- _Brano scelto_:
● ● ● ●

“La finestra dava sulla baia. La pioggia aveva ripreso a cadere sul mare come un enorme sipario spumeggiante. Una palma in vaso spingeva con tutte le sue forze contro il vento, in direzione della luce fioca (…).
Le palme... La California... Il sipario si strappò e la scena, stranamente, si capovolse... si illuminò. Tutto a un tratto. La finestra chiusa su quella grigia baia scozzese parve schiarirsi, ingrandirsi, aprirsi... E contro il paesaggio bianco di pioggia attraversato dai gabbiani, proiettò all’improvviso il ricordo dei miei 16 anni in Technicolor e su grande schermo”.
Ed è già cinema! Possiamo accomodarci e goderci la magia.
“Il ragazzo che sapeva troppo” è la storia di un film di fantasmi che diventa a sua volta un film fantasma: appare, poi scompare e infine riappare. Una storia circolare, rotonda come la bobina di un film di altri tempi. E Malika Ferdjoukh intreccia diversi dati di realtà per ospitare una storia di finzione.
I dati di realtà: Alfred Hitchcock all’età di 20 anni aveva assistito a una rappresentazione teatrale dal titolo Mary Rose, scritta da J. M. Barrie (l’autore di Peter Pan). Ne rimane profondamente colpito e negli anni successivi proverà a farne un film, che però non convincerà la produzione e dunque non sarà mai realizzato. Il testo teatrale che incantò il giovane Hitchcock, in estrema sintesi, racconta di una giovane donna, Mary Rose, che recatasi su un’isola scozzese scompare per poi riapparire di tanto in tanto in forma di un fantasma che la blocca all’età e al tempo della sua scomparsa. Quando dopo molti anni il figlio Henry ormai adulto si recherà sull’isola cercando le tracce della sua infanzia, incontrerà il fantasma di sua madre.
La finzione: Henry -che ora è il nome del protagonista della nostra storia- è un uomo che ha superato la sessantina e si sta recando con sua moglie su un’isola della Scozia (traghettato da un pescatore che si chiama Cameron, come il pescatore che traghetta Mary Rose sull’isola nel testo teatrale... e così comincia il valzer delle citazioni). Ha ricevuto un invito da una donna di cui al momento non sappiamo nulla. Mentre attende di essere ricevuto il suo sguardo intercetta quella palma: una visione che strappa il sipario (Il sipario strappato, Hitchcock, 1966) trasportando Henry e noi lettori in un lungo flashback che ci riporta a 50 anni prima.
Ora siamo a Parigi negli anni ‘60. Henry e suo padre condividono una profonda passione per il cinema, i due entrano ed escono in continuazione dalle sale che proiettano il grande cinema. Conoscono a memoria scene, trame, nomi dei divi, rivedono ripetutamente i film che amano. Per un caso assolutamente fortuito (e anche molto divertente) padre e figlio si trasferiscono da Parigi a Los Angeles e, per un caso ancora più fortuito, si ritrovano a lavorare a Hollywood, su un set segretissimo dove il grande Hitchcock sta girando, appunto, la storia di Mary Rose. Henry non poteva chiedere di più: di giorno si gode i fasti della California dei divi e di notte (poiché il film è top secret) sgrana gli occhi per lo stupore di vedere all’opera il grande regista. Ma la passione del giovane Henry per il cinema (ma anche un po’ il suo segreto innamoramento per Veronica, l’attrice che sul set interpreta Mary Rose) lo metterà presto in un brutto guaio e diventerà, suo malgrado, artefice della sparizione della pellicola.

● ● ● ●

- _Dati forniti_:
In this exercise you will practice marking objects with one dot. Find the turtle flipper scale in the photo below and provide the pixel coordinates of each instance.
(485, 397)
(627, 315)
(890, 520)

● ● ● ●

- _Obiettivo 1_: Secondo il brano, chi è l'autore del testo teatrale Mary Rose?
- _Obiettivo 2_: Trascriva fedelmente il passo del brano che comincia con “I dati di realtà: Alfred” e termina con “di sua madre.”.
Per rispondere si basi esclusivamente sul brano.

- _Risposta finale 1_: J. M. Barrie

- _Risposta finale 2_:
I dati di realtà: Alfred Hitchcock all’età di 20 anni aveva assistito a una rappresentazione teatrale dal titolo Mary Rose, scritta da J. M. Barrie (l’autore di Peter Pan). Ne rimane profondamente colpito e negli anni successivi proverà a farne un film, che però non convincerà la produzione e dunque non sarà mai realizzato. Il testo teatrale che incantò il giovane Hitchcock, in estrema sintesi, racconta di una giovane donna, Mary Rose, che recatasi su un’isola scozzese scompare per poi riapparire di tanto in tanto in forma di un fantasma che la blocca all’età e al tempo della sua scomparsa. Quando dopo molti anni il figlio Henry ormai adulto si recherà sull’isola cercando le tracce della sua infanzia, incontrerà il fantasma di sua madre.